(Records from a data collection)
---

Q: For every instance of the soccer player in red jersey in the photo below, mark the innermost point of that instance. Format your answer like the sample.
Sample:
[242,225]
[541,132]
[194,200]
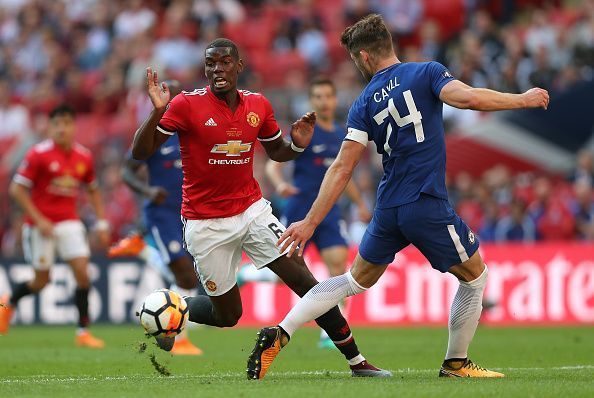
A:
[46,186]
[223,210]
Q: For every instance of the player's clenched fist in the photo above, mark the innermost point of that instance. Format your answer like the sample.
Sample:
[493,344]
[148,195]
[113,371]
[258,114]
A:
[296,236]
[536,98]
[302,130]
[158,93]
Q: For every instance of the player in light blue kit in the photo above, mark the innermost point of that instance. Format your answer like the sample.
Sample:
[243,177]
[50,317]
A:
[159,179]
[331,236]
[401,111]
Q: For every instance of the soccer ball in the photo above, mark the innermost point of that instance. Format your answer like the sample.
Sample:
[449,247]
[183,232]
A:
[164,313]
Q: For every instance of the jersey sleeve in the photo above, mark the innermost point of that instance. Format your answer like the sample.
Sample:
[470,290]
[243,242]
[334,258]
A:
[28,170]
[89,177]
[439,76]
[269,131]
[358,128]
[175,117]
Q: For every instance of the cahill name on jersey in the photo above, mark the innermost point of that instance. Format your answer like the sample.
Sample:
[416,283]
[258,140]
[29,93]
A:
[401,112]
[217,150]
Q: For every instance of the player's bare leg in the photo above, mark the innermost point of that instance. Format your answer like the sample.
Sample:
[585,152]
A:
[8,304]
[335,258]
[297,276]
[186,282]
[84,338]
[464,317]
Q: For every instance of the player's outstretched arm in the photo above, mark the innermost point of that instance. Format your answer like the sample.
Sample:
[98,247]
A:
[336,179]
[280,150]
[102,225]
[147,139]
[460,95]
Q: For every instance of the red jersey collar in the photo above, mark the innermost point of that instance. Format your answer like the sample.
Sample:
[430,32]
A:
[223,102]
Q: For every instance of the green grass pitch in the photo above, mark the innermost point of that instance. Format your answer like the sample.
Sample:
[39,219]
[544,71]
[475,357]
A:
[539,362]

---

- _What this task involves_
Please output the records exactly, leaving the pictures out.

- _Exercise response_
Q: For every instance of the soccer player in red jersey in the photo below, mark the innermost point of that instance. Format your answer like the sample.
Sample:
[242,225]
[541,132]
[194,200]
A:
[46,186]
[223,210]
Q: For every instance of the player's clenched fist in the photo above, mark the innermost point of that instance. Format your answer like the sample.
Sample:
[493,344]
[148,195]
[113,371]
[258,114]
A:
[296,236]
[536,98]
[302,130]
[158,93]
Q: For every instance of the player in light blue kit in the photo above, mark the innermost point of that instance. Format your answer like the sample.
Sample:
[243,177]
[50,317]
A:
[159,179]
[331,236]
[401,111]
Q: For every instance of the soccer ball in the photo above, mark the innermost point of that instance. Format your answer like the sample.
Sample:
[449,247]
[183,232]
A:
[164,313]
Q: For every instance of the jersey sleeve in the photo above, mark the innermost point of that instance. Format your answer like the sample.
Sample:
[470,290]
[243,242]
[334,258]
A:
[28,170]
[89,177]
[439,76]
[269,131]
[358,128]
[175,117]
Q: For every instance of the cahill name on jersey in the photo above, mark the innermost point of that instance. Format your answer like the sample.
Sample:
[416,283]
[258,140]
[29,93]
A:
[401,112]
[217,150]
Q: For every instance of the player's bare leg in the photo above, mark the innermost point of that instance. Format your answer like the sample.
Sample:
[585,152]
A:
[8,304]
[335,258]
[297,276]
[186,282]
[84,338]
[464,317]
Q: For every instance of the player's outstretched arm in the photo above, mark the innermost point of that instance. Format your answer like the sample.
Sample:
[98,247]
A:
[336,179]
[280,150]
[102,225]
[147,139]
[460,95]
Q: For every instance of the red jersey collar in the photo above, mark the innermost point of that instance. Format your answer like the sample.
Sample:
[430,32]
A:
[223,102]
Q: For every instance of the green grass pitch in the photo above, mark the innermost point of that instance. Format your answer like the sample.
Sample:
[39,219]
[544,71]
[475,357]
A:
[539,362]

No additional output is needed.